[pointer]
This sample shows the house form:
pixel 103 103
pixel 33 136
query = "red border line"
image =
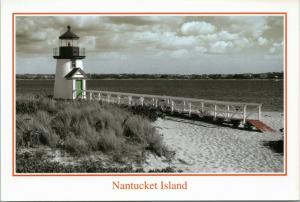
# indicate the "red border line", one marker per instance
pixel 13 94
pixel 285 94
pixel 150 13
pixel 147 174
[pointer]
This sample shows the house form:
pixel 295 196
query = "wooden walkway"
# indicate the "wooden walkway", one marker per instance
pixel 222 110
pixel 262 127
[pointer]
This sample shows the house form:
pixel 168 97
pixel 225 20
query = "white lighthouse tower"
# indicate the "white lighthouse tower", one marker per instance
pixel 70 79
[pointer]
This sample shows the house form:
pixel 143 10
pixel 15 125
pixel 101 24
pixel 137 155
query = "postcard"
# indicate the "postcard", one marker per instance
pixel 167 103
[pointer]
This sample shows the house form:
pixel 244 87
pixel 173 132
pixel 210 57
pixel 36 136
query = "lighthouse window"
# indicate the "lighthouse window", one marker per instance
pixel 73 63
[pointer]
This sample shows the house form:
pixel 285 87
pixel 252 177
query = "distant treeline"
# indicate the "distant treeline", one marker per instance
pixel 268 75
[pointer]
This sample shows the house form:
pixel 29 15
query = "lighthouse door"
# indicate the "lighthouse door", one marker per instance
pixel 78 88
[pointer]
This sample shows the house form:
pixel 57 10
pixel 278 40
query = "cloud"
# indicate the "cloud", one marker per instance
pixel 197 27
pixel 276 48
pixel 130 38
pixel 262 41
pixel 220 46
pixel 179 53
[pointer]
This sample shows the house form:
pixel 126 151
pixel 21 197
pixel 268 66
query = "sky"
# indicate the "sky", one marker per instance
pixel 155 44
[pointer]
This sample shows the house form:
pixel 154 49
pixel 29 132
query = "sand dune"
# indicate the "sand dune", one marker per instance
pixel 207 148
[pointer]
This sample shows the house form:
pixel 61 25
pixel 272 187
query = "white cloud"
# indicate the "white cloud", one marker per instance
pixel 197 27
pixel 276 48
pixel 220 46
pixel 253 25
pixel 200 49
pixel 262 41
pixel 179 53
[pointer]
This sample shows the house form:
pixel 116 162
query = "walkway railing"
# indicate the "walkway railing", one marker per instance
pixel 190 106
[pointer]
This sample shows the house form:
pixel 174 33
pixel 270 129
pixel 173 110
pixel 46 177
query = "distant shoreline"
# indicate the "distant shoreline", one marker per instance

DIRECTIONS:
Copy the lines above that hold the word "shoreline".

ANSWER FOR THE TASK:
query = "distant shoreline"
# indicate the "distant shoreline", one marker per instance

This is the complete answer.